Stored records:
+++++

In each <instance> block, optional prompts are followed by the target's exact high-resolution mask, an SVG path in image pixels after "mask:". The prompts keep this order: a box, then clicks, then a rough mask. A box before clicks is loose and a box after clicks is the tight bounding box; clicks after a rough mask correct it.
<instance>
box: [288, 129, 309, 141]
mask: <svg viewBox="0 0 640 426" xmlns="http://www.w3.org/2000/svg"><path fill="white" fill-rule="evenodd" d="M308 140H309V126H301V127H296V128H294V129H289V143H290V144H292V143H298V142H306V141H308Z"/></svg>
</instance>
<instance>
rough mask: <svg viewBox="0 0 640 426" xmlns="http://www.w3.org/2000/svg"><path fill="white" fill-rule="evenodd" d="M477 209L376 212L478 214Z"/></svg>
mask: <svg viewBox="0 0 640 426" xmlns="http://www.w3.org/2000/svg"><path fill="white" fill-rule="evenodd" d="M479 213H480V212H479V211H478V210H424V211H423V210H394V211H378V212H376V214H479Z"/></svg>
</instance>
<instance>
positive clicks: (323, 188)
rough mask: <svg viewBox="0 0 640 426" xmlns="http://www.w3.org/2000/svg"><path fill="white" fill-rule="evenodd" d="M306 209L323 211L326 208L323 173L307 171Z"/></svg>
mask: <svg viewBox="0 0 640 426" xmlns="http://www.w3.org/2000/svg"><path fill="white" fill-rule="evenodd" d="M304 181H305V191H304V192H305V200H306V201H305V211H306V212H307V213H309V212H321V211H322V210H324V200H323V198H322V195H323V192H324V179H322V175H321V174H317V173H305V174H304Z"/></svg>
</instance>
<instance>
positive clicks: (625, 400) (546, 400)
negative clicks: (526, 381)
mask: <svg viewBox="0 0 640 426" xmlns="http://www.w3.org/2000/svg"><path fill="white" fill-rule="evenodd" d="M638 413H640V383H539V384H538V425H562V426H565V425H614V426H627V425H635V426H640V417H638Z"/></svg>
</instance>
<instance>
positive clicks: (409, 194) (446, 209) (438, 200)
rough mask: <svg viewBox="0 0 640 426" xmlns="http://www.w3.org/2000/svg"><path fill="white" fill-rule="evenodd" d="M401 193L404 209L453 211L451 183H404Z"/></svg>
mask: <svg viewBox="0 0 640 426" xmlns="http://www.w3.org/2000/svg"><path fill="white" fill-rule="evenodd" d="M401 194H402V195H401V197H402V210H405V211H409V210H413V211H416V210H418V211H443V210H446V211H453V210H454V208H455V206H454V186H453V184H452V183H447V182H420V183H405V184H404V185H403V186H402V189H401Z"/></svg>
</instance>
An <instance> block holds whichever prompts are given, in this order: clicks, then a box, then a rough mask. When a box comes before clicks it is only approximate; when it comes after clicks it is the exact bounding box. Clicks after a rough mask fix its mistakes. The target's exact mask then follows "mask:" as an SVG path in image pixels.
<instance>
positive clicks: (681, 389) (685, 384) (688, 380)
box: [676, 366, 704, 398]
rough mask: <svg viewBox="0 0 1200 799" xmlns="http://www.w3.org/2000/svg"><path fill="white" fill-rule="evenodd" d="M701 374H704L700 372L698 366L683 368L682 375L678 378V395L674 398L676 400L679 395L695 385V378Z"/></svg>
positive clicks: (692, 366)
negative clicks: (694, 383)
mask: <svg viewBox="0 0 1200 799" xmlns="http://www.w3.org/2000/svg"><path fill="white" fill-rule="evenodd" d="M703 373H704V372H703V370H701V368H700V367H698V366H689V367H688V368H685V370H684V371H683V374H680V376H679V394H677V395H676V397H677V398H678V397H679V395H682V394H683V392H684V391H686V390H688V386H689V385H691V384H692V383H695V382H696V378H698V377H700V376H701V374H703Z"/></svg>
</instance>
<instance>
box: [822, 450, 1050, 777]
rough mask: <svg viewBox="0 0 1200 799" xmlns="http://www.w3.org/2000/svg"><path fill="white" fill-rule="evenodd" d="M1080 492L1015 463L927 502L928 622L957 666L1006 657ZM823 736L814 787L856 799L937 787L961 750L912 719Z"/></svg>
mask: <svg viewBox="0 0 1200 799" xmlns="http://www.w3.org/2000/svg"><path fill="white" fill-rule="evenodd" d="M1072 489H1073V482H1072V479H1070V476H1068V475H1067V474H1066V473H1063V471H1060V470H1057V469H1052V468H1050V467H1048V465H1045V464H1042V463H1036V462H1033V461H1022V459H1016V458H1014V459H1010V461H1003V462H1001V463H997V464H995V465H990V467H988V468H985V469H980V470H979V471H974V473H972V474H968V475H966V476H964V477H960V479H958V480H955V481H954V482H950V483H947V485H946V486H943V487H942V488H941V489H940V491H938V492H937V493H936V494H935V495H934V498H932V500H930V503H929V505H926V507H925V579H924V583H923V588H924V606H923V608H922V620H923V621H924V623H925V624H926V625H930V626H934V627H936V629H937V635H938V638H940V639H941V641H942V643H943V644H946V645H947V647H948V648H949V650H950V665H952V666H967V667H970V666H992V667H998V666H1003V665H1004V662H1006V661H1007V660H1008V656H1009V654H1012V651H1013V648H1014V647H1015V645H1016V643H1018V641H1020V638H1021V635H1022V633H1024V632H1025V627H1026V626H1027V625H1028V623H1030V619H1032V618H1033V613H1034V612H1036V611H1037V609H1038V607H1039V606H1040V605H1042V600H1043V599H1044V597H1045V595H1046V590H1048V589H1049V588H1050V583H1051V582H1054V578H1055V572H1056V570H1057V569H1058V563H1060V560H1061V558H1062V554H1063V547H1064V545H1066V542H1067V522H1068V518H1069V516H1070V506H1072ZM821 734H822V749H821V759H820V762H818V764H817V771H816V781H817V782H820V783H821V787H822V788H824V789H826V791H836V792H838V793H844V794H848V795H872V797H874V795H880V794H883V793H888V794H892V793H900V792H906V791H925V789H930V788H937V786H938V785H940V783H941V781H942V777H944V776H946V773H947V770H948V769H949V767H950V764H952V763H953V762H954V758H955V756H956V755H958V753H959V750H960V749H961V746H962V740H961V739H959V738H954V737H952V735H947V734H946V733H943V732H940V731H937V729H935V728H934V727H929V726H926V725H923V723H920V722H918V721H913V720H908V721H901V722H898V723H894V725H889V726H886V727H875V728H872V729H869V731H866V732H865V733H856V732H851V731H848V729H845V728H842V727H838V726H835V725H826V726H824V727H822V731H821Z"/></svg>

+++++

> _PROMPT_:
Copy the entries word for word.

> _EXERCISE OUTPUT_:
In each <instance> block, optional prompts are followed by the target's exact high-resolution mask, an SVG path in image pixels after "mask:". The prompts keep this order: a box, then clicks, then a rough mask. A box before clicks is loose and a box after clicks is the tight bounding box; clicks after a rough mask correct it.
<instance>
box: [288, 129, 309, 141]
mask: <svg viewBox="0 0 640 426" xmlns="http://www.w3.org/2000/svg"><path fill="white" fill-rule="evenodd" d="M308 140H309V126H301V127H296V128H294V129H289V143H290V144H292V143H298V142H306V141H308Z"/></svg>
</instance>
<instance>
rough mask: <svg viewBox="0 0 640 426" xmlns="http://www.w3.org/2000/svg"><path fill="white" fill-rule="evenodd" d="M477 209L376 212L478 214Z"/></svg>
mask: <svg viewBox="0 0 640 426" xmlns="http://www.w3.org/2000/svg"><path fill="white" fill-rule="evenodd" d="M479 213H480V212H479V211H478V210H424V211H423V210H394V211H378V212H376V214H479Z"/></svg>
</instance>
<instance>
positive clicks: (323, 188)
rough mask: <svg viewBox="0 0 640 426" xmlns="http://www.w3.org/2000/svg"><path fill="white" fill-rule="evenodd" d="M306 209L323 211L326 208L323 173L307 171Z"/></svg>
mask: <svg viewBox="0 0 640 426" xmlns="http://www.w3.org/2000/svg"><path fill="white" fill-rule="evenodd" d="M304 181H305V191H304V192H305V200H306V201H305V211H306V212H307V213H309V212H321V211H322V210H324V200H323V198H322V195H323V192H324V179H322V175H321V174H317V173H305V174H304Z"/></svg>
</instance>
<instance>
positive clicks: (625, 400) (546, 400)
negative clicks: (526, 381)
mask: <svg viewBox="0 0 640 426" xmlns="http://www.w3.org/2000/svg"><path fill="white" fill-rule="evenodd" d="M638 413H640V383H539V384H538V425H562V426H565V425H614V426H627V425H635V426H640V417H638Z"/></svg>
</instance>
<instance>
positive clicks: (409, 194) (446, 209) (438, 200)
rough mask: <svg viewBox="0 0 640 426" xmlns="http://www.w3.org/2000/svg"><path fill="white" fill-rule="evenodd" d="M401 193L404 209L453 211L451 183H404Z"/></svg>
mask: <svg viewBox="0 0 640 426" xmlns="http://www.w3.org/2000/svg"><path fill="white" fill-rule="evenodd" d="M401 194H402V195H401V197H402V210H405V211H409V210H413V211H416V210H418V211H443V210H446V211H453V210H454V208H455V206H454V186H453V184H452V183H447V182H420V183H405V184H404V185H403V186H402V189H401Z"/></svg>
</instance>
An <instance> block holds whichever prompts are given, in this order: clicks, then a box, then a rough mask. When a box comes before clicks it is only approximate; when it comes after clicks it is the exact bounding box. Clicks after a rough mask fix its mistakes. The target's exact mask then follows "mask:" as an SVG path in image pixels.
<instance>
positive clicks: (681, 389) (685, 384) (688, 380)
box: [676, 366, 704, 398]
rough mask: <svg viewBox="0 0 1200 799" xmlns="http://www.w3.org/2000/svg"><path fill="white" fill-rule="evenodd" d="M701 374H704L700 372L698 366L683 368L682 375L678 378V395L674 398L676 400L679 395L695 385V378Z"/></svg>
positive clicks: (692, 366)
negative clicks: (694, 383)
mask: <svg viewBox="0 0 1200 799" xmlns="http://www.w3.org/2000/svg"><path fill="white" fill-rule="evenodd" d="M703 373H704V372H703V370H701V368H700V367H698V366H689V367H688V368H685V370H684V371H683V374H680V376H679V394H677V395H676V397H677V398H678V397H679V395H682V394H683V392H684V391H686V390H688V386H689V385H691V384H692V383H695V382H696V378H698V377H700V376H701V374H703Z"/></svg>
</instance>
<instance>
box: [822, 450, 1050, 777]
rough mask: <svg viewBox="0 0 1200 799" xmlns="http://www.w3.org/2000/svg"><path fill="white" fill-rule="evenodd" d="M1080 492L1015 463L927 502L928 622L957 666L1006 657ZM823 736L814 787L856 799L937 787L961 750L912 719Z"/></svg>
mask: <svg viewBox="0 0 1200 799" xmlns="http://www.w3.org/2000/svg"><path fill="white" fill-rule="evenodd" d="M1072 489H1073V482H1072V479H1070V476H1068V475H1067V474H1066V473H1063V471H1060V470H1057V469H1052V468H1050V467H1048V465H1045V464H1042V463H1036V462H1033V461H1022V459H1016V458H1014V459H1010V461H1003V462H1001V463H997V464H995V465H990V467H988V468H985V469H980V470H979V471H974V473H972V474H968V475H966V476H964V477H960V479H958V480H955V481H954V482H950V483H947V485H946V486H943V487H942V488H941V489H940V491H938V492H937V493H936V494H935V495H934V498H932V500H930V503H929V505H926V507H925V579H924V583H923V588H924V606H923V608H922V620H923V621H924V623H925V624H926V625H930V626H934V627H936V629H937V635H938V638H940V639H941V641H942V643H943V644H946V645H947V647H948V648H949V650H950V665H952V666H967V667H970V666H992V667H998V666H1003V665H1004V662H1006V661H1007V660H1008V656H1009V654H1012V651H1013V648H1014V647H1015V645H1016V643H1018V641H1020V638H1021V635H1022V633H1024V632H1025V627H1026V626H1027V625H1028V623H1030V619H1032V618H1033V613H1034V612H1036V611H1037V609H1038V607H1039V606H1040V605H1042V600H1043V599H1044V597H1045V595H1046V590H1048V589H1049V588H1050V583H1051V582H1054V578H1055V572H1056V570H1057V569H1058V563H1060V560H1061V558H1062V554H1063V547H1064V545H1066V542H1067V522H1068V518H1069V516H1070V506H1072ZM821 734H822V749H821V759H820V762H818V764H817V771H816V781H817V782H820V783H821V787H822V788H824V789H826V791H836V792H838V793H844V794H848V795H872V797H874V795H880V794H883V793H888V794H892V793H900V792H906V791H925V789H930V788H937V786H938V785H940V783H941V781H942V777H944V776H946V773H947V770H948V769H949V767H950V764H952V763H953V762H954V758H955V756H956V755H958V753H959V750H960V749H961V746H962V740H961V739H959V738H954V737H952V735H947V734H946V733H943V732H940V731H937V729H935V728H934V727H929V726H926V725H923V723H920V722H918V721H913V720H908V721H901V722H898V723H894V725H889V726H886V727H875V728H872V729H869V731H866V732H865V733H856V732H851V731H848V729H845V728H842V727H838V726H835V725H826V726H824V727H822V731H821Z"/></svg>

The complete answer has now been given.